#### DATA LINES

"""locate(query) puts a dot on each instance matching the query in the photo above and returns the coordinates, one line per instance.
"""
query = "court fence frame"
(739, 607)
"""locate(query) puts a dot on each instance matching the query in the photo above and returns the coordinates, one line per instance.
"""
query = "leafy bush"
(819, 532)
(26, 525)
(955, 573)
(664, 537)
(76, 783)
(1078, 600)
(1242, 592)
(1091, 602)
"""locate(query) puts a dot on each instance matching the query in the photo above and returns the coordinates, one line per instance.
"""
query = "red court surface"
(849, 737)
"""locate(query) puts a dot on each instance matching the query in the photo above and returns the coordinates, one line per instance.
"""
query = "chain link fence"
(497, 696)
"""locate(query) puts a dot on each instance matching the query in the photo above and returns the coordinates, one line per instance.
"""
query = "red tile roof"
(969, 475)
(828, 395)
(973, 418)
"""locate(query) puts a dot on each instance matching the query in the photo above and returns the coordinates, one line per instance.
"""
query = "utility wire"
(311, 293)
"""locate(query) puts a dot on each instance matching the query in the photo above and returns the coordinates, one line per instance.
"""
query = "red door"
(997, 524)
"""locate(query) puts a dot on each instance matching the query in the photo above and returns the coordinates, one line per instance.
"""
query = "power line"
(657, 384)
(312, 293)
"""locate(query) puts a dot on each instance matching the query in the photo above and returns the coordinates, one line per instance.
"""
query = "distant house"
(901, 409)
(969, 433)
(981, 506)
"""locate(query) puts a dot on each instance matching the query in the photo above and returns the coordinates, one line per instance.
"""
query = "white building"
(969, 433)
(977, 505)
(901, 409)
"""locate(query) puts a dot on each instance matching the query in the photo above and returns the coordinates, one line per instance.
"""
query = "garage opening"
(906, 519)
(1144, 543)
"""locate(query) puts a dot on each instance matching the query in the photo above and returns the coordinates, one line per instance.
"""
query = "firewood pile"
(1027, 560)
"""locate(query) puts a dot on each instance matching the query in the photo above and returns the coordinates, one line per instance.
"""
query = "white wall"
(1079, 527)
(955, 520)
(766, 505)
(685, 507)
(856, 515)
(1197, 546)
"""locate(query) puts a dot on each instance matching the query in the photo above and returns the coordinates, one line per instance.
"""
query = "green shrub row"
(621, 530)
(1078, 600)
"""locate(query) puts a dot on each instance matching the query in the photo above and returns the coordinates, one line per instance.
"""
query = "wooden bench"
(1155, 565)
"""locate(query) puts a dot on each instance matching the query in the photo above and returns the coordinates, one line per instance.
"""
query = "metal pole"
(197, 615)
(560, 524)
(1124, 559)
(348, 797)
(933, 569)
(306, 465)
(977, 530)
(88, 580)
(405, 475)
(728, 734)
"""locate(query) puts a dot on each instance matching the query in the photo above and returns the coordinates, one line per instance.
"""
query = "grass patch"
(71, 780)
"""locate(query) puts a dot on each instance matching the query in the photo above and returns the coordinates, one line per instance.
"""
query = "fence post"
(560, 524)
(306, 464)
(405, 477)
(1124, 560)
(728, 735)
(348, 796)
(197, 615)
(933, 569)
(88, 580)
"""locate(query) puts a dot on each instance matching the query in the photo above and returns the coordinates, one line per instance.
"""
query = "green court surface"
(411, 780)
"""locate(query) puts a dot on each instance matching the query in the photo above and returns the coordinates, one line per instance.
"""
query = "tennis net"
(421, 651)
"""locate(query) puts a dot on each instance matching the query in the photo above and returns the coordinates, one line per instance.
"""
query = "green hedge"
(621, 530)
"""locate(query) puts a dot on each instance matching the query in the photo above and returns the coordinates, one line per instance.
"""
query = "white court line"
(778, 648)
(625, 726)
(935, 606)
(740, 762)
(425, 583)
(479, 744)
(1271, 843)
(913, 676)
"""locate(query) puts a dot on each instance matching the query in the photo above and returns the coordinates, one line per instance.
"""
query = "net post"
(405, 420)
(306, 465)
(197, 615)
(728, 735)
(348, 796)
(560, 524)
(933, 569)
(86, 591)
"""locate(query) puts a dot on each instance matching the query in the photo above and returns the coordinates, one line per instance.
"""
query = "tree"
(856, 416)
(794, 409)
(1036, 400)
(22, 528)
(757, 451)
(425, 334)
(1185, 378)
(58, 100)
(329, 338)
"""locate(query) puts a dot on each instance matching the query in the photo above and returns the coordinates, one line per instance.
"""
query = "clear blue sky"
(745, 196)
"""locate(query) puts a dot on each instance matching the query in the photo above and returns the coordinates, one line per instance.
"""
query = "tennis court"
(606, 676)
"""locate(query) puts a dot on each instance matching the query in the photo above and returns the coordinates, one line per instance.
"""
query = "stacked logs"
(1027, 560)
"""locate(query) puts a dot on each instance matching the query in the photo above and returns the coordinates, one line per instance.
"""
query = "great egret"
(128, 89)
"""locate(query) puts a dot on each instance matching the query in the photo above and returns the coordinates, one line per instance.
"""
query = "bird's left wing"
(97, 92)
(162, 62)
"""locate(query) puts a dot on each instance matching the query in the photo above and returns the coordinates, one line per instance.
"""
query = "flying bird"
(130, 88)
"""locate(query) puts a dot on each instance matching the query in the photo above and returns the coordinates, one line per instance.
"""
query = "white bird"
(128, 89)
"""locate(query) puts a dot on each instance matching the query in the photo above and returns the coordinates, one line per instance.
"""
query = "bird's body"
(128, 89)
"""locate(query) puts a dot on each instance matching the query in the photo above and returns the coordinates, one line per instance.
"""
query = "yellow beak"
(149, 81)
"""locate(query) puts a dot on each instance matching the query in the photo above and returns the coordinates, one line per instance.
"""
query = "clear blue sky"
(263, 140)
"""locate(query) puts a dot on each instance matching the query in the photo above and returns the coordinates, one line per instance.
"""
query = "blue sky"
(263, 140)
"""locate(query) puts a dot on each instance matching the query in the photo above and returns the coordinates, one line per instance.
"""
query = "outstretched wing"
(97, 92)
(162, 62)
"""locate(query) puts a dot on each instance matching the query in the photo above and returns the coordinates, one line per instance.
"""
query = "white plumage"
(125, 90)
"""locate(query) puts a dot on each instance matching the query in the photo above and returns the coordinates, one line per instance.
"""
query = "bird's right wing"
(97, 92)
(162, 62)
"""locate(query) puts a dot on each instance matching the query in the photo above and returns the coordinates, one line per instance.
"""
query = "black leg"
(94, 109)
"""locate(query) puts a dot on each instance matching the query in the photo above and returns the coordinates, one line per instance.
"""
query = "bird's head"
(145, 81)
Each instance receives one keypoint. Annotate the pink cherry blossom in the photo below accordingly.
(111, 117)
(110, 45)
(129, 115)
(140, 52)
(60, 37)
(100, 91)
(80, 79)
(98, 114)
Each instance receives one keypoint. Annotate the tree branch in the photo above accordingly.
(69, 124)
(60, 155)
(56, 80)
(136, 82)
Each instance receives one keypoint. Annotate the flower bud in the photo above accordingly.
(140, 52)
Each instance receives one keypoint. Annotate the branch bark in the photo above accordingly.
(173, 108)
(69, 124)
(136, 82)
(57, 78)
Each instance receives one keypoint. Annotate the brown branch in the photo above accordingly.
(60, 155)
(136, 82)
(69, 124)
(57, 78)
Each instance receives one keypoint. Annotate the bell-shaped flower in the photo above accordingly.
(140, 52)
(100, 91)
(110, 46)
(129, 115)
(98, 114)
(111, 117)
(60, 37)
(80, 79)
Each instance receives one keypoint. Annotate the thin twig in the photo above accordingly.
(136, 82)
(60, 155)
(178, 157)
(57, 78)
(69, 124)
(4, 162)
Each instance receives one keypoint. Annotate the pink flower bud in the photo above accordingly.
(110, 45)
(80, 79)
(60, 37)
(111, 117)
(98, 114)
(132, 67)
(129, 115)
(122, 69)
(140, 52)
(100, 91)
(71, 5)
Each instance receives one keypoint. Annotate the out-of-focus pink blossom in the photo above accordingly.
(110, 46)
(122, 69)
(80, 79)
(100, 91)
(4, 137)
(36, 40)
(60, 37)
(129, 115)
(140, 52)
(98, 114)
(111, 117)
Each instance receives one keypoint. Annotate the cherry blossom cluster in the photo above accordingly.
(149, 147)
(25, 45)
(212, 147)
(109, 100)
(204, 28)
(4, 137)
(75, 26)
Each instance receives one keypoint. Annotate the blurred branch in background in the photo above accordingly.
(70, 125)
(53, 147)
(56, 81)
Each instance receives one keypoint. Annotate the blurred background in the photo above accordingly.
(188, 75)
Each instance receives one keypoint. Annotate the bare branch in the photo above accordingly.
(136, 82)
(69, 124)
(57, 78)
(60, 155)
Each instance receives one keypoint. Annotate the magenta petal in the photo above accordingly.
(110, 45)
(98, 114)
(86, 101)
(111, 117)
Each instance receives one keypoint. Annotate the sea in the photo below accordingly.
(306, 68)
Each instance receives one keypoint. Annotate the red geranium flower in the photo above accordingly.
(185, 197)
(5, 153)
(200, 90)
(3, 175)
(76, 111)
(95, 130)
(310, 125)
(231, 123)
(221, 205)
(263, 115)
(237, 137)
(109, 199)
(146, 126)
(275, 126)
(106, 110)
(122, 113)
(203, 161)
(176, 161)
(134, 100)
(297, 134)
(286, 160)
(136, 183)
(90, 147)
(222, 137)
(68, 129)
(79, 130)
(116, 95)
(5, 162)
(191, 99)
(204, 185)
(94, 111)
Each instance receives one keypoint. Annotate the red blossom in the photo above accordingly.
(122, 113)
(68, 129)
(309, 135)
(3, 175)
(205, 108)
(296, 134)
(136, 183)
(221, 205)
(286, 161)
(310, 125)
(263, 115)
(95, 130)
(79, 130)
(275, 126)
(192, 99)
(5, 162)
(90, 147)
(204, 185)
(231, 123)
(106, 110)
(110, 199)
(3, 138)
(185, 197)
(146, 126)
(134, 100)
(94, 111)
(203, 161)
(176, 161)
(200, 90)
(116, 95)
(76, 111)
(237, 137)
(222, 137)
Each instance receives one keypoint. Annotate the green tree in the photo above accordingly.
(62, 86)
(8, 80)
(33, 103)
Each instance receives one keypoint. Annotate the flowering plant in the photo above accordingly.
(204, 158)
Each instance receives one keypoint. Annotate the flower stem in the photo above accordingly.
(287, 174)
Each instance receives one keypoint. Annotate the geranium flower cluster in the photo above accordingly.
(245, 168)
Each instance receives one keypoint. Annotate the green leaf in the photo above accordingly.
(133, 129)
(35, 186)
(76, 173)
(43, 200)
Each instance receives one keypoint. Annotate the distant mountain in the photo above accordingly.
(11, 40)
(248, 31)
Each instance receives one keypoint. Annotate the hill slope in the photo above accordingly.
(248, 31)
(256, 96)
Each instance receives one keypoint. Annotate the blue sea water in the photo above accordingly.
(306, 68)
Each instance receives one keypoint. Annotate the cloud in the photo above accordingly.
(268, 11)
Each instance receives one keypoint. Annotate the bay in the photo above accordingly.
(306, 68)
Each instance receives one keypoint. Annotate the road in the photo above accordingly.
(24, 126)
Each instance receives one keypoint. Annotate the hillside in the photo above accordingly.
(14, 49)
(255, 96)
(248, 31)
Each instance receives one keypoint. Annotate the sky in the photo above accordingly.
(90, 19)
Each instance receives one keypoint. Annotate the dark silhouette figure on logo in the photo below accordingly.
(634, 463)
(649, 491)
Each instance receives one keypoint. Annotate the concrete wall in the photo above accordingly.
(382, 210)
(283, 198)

########

● PROMPT: Can you reproduce, word for word, the lines of the records above, starting at the line that contains "Each instance receives one keypoint. Annotate the distant" and continuing through the final line of the records?

● RESPONSE TO THE EXERCISE:
Each instance receives one keypoint. Annotate the distant mountain in the photo above accordingly.
(11, 40)
(248, 31)
Each instance receives one keypoint. Annotate the hill slope in the photo above accordingly.
(248, 31)
(256, 96)
Each instance receives one keypoint. Annotate the blue sea water in the photo above accordingly.
(306, 68)
Each instance receives one keypoint. Annotate the cloud in the photo above accordingly.
(268, 11)
Each instance receives one keypoint. Annotate the bay in the photo above accordingly.
(306, 68)
Each instance receives one keypoint. Annotate the road in the photo above accordingly.
(24, 126)
Each instance receives one keypoint. Annotate the hillside in the photo above accordingly.
(14, 49)
(255, 96)
(248, 31)
Each instance receives one keypoint. Annotate the sky in the photo above accordingly.
(90, 19)
Each instance receives one keypoint. Annotate the dark silhouette figure on logo in the photo below accordingly.
(634, 463)
(649, 491)
Each instance receives one keypoint. Annotate the concrete wall in the photo above accordingly.
(382, 210)
(283, 198)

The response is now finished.